# Instructions for the task:
How many lines in the listing below contain the word "ceiling"? Reply with the number alone.

# Data provided:

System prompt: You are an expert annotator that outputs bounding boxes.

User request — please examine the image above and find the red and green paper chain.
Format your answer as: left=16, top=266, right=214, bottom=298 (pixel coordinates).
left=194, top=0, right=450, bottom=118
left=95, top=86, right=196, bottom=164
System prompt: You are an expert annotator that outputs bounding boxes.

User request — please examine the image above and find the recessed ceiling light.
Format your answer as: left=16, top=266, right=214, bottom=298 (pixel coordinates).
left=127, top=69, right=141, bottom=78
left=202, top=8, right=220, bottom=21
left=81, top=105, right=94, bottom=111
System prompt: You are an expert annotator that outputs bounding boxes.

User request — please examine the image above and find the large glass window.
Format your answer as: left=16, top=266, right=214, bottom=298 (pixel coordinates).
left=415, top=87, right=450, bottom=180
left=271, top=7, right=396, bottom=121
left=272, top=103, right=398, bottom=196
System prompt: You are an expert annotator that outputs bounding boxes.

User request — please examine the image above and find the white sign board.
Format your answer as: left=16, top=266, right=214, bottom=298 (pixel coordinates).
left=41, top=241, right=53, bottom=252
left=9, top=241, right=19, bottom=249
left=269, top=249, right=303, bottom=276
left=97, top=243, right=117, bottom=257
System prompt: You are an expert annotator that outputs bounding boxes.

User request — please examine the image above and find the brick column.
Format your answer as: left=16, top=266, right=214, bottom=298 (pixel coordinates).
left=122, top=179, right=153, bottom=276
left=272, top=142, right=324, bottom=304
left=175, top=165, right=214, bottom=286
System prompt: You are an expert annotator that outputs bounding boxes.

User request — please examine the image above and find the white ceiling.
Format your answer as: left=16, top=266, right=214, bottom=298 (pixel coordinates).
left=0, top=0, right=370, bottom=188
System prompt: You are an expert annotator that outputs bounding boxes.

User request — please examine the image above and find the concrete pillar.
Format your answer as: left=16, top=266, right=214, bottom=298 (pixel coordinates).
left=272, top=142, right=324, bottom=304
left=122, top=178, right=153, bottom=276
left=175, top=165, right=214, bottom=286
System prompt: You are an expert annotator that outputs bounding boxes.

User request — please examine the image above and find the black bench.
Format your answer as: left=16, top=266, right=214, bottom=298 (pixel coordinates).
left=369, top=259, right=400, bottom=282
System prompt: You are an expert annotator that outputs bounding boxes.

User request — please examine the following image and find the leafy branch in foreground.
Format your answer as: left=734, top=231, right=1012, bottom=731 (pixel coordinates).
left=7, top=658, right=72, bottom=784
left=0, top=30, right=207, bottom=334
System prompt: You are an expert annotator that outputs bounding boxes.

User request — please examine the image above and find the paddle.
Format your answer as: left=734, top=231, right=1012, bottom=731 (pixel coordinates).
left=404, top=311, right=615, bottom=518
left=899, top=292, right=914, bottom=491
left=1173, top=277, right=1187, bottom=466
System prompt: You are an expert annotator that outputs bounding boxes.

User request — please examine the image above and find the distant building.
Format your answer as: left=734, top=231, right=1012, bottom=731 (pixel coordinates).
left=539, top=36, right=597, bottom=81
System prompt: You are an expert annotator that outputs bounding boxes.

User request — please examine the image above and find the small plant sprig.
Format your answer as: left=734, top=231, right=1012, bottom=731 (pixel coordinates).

# Complete answer:
2